Items from a dataset.
--*--

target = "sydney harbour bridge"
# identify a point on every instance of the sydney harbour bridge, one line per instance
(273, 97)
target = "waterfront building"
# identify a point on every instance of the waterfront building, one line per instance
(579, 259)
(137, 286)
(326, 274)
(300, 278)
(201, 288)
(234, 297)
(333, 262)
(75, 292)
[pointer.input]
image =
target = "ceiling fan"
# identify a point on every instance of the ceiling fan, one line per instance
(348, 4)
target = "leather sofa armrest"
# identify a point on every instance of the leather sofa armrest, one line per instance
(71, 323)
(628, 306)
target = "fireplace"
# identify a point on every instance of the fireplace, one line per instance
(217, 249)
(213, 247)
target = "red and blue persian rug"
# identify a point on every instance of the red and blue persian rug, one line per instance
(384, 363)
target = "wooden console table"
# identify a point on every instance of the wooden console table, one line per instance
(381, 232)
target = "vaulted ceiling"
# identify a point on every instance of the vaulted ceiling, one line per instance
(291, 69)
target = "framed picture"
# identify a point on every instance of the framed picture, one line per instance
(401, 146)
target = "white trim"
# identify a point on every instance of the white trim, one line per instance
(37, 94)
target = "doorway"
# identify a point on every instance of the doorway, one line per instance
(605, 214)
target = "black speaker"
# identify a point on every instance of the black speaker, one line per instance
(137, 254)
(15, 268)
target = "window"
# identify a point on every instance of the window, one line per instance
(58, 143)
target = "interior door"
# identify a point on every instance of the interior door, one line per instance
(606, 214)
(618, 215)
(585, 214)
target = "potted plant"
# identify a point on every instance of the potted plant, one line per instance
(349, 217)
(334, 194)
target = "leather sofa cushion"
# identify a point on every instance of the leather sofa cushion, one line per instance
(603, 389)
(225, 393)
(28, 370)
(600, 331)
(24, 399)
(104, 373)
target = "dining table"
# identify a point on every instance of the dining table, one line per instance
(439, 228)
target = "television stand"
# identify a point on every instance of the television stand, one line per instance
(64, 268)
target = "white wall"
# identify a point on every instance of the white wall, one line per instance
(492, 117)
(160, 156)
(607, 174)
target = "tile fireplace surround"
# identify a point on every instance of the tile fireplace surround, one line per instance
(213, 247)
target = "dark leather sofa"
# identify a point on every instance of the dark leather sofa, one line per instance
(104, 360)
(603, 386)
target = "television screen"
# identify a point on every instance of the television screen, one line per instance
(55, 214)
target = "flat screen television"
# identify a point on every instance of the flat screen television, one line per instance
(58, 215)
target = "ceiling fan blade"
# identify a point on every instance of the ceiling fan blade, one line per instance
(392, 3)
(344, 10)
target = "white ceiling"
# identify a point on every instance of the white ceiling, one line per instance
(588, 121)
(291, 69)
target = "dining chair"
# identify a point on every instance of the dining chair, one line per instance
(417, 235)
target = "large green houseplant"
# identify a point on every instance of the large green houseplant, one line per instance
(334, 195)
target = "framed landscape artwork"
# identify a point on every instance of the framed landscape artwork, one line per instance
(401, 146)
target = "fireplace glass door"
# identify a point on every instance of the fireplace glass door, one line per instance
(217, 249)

--*--

WHAT TO DO. Output the records in full, exactly.

EXERCISE ANSWER.
target = "sydney harbour bridge"
# identify a point on every instance of the sydney harbour bridge, one line per instance
(273, 97)
target = "waterfront building"
# identify a point on every instance of the waterfront building, one line per instance
(579, 259)
(137, 286)
(326, 274)
(300, 278)
(201, 288)
(234, 297)
(333, 262)
(75, 292)
[pointer.input]
image =
target = "ceiling fan"
# identify a point on every instance of the ceiling fan, one line per instance
(348, 4)
target = "leather sofa armrest"
# identify a point on every instance of the leather sofa armrest, one line per instance
(71, 323)
(628, 306)
target = "fireplace"
# identify a point on every instance of the fireplace, one line per instance
(217, 249)
(213, 247)
target = "red and blue persian rug"
# identify a point on every instance of the red and blue persian rug, one line per instance
(384, 363)
target = "wooden console table"
# identify a point on every instance of the wooden console table, one line per instance
(381, 232)
target = "vaulted ceiling"
# identify a point on every instance of the vaulted ceiling, one line per instance
(291, 69)
target = "framed picture"
# identify a point on every instance of the framed picture, one line per instance
(401, 146)
target = "white trim"
# identify a point on every instance of the white trim, one line per instance
(37, 94)
target = "doorway"
# identify a point on every instance of the doorway, one line per instance
(605, 214)
target = "black speaker"
# identify a point on every instance of the black speaker, one line per instance
(137, 254)
(15, 268)
target = "window"
# identify a point on every instance of the window, one line per instance
(58, 143)
target = "interior door"
# identify a point on every instance of the interior door, one line per instance
(606, 214)
(618, 215)
(585, 214)
target = "potted plant"
# identify a point on every instance of the potted plant, one line per instance
(349, 217)
(334, 194)
target = "leather sofa cushion"
# identify a point on every instance of the leather sofa cushion, one line per instance
(603, 389)
(225, 393)
(28, 370)
(600, 331)
(24, 399)
(104, 373)
target = "dining table"
# identify a point on every instance of the dining table, one line per instance
(439, 228)
target = "television stand"
# identify a point on every instance of the television stand, one line per instance
(64, 268)
target = "white wall"
# identify a point on every instance of the white wall, one line per instance
(492, 117)
(160, 156)
(607, 174)
target = "tile fireplace surround"
# identify a point on every instance of the tile fireplace surround, one line per instance
(213, 247)
target = "dark leather sofa"
# identify a point on every instance of the dark leather sofa, one line per instance
(104, 360)
(603, 386)
target = "television screen"
# identify a point on every instance of the television screen, one line per instance
(55, 214)
target = "flat screen television"
# identify a point on every instance of the flat screen television, one line per instance
(58, 215)
target = "ceiling fan blade"
# identify a point on every instance of the ceiling fan blade, one line per instance
(392, 3)
(344, 10)
target = "white ceiling"
# identify a point on every instance of the white ceiling, one line per instance
(588, 121)
(291, 69)
target = "dining chair"
# identify a point on every instance of the dining chair, one line per instance
(417, 235)
target = "large green houseplant"
# identify a point on every instance of the large green houseplant, one line per instance
(334, 195)
target = "framed landscape artwork"
# identify a point on every instance of the framed landscape artwork, one line per instance
(401, 146)
target = "fireplace glass door"
# identify a point on every instance of the fireplace glass door, one line per instance
(217, 249)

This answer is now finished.